RECORDS SUPPLIED below:
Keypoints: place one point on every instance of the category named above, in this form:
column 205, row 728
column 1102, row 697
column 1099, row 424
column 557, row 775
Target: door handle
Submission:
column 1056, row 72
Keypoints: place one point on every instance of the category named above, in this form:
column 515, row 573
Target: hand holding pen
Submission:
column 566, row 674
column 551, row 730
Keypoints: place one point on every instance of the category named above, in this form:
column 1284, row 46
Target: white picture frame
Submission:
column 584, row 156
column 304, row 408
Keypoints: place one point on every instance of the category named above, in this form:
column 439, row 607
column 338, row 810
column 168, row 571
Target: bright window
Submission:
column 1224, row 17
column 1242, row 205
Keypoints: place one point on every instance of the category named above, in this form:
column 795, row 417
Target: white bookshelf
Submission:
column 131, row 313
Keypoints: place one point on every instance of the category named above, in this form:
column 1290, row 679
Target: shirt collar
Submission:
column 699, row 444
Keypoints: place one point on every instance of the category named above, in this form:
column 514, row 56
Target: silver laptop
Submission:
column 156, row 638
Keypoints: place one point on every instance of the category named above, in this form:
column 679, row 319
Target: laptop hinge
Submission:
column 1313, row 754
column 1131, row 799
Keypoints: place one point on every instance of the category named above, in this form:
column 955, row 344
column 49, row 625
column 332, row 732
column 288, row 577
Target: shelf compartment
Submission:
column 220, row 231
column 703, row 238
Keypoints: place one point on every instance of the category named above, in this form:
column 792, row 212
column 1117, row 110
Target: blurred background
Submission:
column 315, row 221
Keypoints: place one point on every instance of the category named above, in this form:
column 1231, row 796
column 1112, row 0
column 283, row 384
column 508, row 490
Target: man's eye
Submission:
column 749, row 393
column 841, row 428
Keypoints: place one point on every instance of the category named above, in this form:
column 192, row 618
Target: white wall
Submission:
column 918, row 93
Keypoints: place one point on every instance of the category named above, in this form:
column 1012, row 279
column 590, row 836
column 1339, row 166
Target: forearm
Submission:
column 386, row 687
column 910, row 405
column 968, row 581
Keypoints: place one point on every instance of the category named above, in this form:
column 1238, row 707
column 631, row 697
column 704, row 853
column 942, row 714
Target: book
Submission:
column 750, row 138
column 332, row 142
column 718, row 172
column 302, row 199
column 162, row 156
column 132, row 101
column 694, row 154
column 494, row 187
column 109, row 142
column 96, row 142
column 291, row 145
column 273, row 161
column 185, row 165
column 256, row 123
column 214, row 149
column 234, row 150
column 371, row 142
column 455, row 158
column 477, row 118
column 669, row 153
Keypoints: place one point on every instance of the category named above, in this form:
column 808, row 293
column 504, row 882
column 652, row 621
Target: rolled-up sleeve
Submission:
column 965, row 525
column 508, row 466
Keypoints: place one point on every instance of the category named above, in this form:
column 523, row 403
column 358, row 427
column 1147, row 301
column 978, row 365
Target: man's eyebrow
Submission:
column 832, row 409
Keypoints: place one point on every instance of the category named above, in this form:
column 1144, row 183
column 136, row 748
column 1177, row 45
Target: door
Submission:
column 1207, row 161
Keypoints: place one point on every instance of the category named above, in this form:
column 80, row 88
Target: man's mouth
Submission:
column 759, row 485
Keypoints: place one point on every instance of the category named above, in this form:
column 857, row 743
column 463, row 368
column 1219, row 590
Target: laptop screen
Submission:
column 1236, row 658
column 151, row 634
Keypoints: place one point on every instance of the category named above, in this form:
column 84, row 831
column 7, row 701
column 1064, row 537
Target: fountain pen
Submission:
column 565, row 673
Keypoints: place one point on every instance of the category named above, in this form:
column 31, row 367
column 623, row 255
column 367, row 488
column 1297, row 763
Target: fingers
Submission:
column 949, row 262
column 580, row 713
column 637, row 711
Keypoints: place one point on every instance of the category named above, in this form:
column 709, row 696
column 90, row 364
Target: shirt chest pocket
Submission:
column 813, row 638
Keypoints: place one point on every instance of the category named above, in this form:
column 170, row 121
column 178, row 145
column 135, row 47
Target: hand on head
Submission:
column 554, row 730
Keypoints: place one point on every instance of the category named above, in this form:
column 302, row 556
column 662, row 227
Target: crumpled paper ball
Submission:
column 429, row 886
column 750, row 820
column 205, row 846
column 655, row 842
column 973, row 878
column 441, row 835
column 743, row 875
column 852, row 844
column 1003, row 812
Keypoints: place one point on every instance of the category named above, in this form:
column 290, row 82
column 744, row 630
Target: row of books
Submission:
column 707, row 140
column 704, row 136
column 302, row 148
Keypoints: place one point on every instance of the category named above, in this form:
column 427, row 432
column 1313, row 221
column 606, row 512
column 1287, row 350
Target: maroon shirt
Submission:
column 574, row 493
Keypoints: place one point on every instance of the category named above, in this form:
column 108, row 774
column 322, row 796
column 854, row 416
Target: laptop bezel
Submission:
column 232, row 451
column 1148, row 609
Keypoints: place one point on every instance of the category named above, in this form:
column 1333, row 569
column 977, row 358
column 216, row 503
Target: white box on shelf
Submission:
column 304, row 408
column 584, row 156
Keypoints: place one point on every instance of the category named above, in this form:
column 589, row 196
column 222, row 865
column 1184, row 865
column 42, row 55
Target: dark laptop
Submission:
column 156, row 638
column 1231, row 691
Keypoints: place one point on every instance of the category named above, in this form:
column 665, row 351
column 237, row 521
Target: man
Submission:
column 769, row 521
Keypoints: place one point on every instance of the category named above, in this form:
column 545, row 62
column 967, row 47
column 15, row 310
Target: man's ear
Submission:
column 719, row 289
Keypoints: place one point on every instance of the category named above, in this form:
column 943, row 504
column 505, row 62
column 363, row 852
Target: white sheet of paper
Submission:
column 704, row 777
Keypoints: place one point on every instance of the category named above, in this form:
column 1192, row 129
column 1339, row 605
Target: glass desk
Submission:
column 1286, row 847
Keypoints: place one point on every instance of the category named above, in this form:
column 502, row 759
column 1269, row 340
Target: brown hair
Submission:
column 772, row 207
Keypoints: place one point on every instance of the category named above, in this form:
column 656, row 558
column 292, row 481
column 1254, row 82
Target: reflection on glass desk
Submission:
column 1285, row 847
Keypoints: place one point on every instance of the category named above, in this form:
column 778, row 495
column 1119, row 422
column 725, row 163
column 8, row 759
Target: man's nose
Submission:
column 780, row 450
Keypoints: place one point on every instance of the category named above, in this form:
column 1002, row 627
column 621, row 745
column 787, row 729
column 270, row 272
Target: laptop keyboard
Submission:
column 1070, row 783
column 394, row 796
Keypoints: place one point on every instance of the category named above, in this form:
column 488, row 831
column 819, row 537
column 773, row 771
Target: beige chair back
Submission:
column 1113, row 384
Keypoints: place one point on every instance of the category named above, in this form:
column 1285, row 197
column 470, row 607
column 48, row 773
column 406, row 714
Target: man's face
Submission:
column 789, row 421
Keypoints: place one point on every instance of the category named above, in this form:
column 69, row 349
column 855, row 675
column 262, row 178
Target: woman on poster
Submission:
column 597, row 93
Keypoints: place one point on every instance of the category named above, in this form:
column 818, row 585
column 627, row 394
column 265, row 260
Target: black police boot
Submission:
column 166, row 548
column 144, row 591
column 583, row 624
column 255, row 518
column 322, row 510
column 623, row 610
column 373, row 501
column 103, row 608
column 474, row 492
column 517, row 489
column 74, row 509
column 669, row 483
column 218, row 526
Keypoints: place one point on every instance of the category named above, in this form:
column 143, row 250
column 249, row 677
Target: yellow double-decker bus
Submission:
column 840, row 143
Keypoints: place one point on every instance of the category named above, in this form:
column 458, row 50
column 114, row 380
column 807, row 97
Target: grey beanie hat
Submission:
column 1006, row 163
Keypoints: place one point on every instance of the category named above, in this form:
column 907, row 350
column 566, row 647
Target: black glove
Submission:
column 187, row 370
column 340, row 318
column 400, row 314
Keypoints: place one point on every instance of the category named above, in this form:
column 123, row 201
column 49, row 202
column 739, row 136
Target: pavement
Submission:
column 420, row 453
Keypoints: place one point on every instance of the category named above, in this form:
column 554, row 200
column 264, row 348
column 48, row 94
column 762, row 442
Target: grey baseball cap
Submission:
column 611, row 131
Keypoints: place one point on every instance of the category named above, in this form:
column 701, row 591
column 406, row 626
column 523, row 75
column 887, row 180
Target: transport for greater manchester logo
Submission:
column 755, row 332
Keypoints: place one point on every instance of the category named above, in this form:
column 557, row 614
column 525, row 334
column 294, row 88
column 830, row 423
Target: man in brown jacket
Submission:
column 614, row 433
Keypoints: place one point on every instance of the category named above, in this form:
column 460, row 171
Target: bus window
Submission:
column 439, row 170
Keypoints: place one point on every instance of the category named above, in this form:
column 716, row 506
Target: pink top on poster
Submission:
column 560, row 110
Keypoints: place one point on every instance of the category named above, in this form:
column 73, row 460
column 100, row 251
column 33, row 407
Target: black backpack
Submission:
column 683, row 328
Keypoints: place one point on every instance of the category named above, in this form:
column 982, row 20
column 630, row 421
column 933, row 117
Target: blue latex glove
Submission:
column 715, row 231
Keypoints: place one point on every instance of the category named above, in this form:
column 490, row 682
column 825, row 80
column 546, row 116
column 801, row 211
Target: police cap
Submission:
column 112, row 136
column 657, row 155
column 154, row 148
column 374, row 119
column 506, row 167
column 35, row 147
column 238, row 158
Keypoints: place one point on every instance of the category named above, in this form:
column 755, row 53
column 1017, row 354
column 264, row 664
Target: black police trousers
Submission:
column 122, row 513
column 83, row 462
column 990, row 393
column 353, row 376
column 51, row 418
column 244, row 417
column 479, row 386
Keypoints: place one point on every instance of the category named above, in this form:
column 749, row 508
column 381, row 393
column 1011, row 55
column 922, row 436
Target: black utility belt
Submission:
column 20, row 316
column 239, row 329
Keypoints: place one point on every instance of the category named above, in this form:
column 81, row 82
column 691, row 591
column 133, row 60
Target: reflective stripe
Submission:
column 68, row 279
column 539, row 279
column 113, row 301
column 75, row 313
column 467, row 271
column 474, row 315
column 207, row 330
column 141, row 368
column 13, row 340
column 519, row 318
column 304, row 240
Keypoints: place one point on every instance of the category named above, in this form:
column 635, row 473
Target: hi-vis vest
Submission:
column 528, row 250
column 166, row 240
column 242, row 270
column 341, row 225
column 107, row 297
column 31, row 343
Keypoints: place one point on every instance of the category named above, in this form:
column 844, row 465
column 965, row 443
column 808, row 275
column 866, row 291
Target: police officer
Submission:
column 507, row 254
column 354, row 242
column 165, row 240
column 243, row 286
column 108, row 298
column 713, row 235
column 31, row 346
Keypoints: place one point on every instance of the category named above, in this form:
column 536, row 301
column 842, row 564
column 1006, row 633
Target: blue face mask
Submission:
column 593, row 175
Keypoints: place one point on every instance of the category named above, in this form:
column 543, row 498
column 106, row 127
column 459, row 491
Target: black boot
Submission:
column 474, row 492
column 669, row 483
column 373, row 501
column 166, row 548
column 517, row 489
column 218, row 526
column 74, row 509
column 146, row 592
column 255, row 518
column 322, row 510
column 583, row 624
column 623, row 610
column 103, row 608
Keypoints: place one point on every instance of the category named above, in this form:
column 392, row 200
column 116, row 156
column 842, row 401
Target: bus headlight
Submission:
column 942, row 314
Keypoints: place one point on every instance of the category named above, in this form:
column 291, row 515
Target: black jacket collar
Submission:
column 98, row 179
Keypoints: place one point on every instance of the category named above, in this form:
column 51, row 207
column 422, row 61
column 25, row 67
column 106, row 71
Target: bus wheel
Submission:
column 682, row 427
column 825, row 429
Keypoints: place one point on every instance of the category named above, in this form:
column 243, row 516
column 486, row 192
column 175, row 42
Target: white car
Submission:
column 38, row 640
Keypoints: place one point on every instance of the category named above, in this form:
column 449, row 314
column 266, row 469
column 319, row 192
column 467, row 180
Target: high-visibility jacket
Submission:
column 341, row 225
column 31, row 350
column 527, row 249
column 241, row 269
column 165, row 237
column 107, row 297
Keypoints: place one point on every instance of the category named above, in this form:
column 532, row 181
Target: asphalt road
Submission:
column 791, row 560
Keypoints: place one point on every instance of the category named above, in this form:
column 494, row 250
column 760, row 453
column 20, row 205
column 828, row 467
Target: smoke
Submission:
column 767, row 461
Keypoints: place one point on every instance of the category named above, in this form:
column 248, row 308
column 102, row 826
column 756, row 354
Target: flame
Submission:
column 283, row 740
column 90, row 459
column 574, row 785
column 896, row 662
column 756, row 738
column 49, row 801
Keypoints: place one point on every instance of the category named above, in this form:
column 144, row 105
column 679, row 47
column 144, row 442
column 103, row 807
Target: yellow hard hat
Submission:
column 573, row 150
End of RECORDS SUPPLIED.
TASK DETAILS
Reproduce the lines of the entries above from the one with "Target: reflection on glass desk" to the one with "Target: black glove", both included, exactly and without any other line.

WORKED SOLUTION
Target: reflection on glass desk
Submission:
column 1285, row 847
Keypoints: place one point on every instance of the category named above, in this form:
column 778, row 495
column 1119, row 422
column 725, row 163
column 8, row 759
Target: man's nose
Submission:
column 780, row 450
Keypoints: place one point on every instance of the category named above, in this form:
column 1002, row 627
column 621, row 745
column 787, row 729
column 270, row 272
Target: laptop keyboard
Submission:
column 1070, row 783
column 394, row 796
Keypoints: place one point on every instance of the category named above, in this form:
column 488, row 831
column 819, row 537
column 773, row 771
Target: beige chair back
Submission:
column 1113, row 384
Keypoints: place one point on every instance of the category named above, in this form:
column 1285, row 197
column 470, row 607
column 48, row 773
column 406, row 714
Target: man's face
Submission:
column 789, row 421
Keypoints: place one point on every instance of the category named above, in this form:
column 69, row 349
column 855, row 675
column 262, row 178
Target: woman on poster
Submission:
column 597, row 93
Keypoints: place one point on every instance of the category named above, in this form:
column 818, row 585
column 627, row 394
column 265, row 260
Target: black police boot
Submission:
column 166, row 548
column 144, row 591
column 583, row 624
column 255, row 518
column 322, row 510
column 623, row 610
column 373, row 501
column 103, row 608
column 474, row 492
column 517, row 489
column 74, row 509
column 669, row 483
column 218, row 526
Keypoints: place one point on every instance of the category named above, in this form:
column 143, row 250
column 249, row 677
Target: yellow double-decker bus
Submission:
column 840, row 143
Keypoints: place one point on every instance of the category named above, in this form:
column 458, row 50
column 114, row 380
column 807, row 97
Target: grey beanie hat
Submission:
column 1006, row 163
Keypoints: place one point on every instance of the category named above, in this form:
column 907, row 350
column 566, row 647
Target: black glove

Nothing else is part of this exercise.